▶ **TASK BRIEF**:
Could you lay out all of the records below as a numbered list, leaving out any blank lines?

Records from a data source:
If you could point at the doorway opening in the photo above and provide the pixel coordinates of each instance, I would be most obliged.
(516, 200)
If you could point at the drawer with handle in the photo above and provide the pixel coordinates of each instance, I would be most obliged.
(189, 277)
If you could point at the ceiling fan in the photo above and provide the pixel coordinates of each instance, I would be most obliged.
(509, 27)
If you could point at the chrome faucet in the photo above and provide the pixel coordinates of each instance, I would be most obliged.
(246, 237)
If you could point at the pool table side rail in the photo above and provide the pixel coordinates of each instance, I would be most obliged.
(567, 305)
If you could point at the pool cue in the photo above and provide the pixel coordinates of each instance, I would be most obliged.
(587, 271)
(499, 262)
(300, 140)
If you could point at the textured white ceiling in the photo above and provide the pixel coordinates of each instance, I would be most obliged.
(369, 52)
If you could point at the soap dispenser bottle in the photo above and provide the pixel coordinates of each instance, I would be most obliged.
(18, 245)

▶ **EXERCISE RESULT**:
1. If you could point at the doorway opening in the photo above and provide the pixel coordinates of each instance, I would be most obliged.
2. (516, 200)
3. If you could point at the drawer with handle in the photo above and provide the pixel coordinates of each instance, I would be most obliged.
4. (189, 277)
5. If you could point at the ceiling fan in the photo above and provide the pixel coordinates of each instance, I would be most obliged.
6. (509, 27)
7. If you could point at the chrome faucet in the photo above and provide the pixel coordinates of each instance, I would be most obliged.
8. (246, 237)
9. If you could point at the pool table side rail in the photo above and provide the pixel coordinates of each instance, I would be most obliged.
10. (567, 305)
11. If you could point at the pool cue in the photo above and provide the pixel coordinates of each instance, I would be most obliged.
12. (587, 271)
13. (499, 262)
14. (300, 140)
15. If you could point at the textured white ceiling in the photo above and provide the pixel coordinates of each instance, I would be most obliged.
16. (369, 52)
17. If you could point at the soap dispenser bottle in the photo above and provide the pixel coordinates of each instance, I would be most obliged.
18. (18, 245)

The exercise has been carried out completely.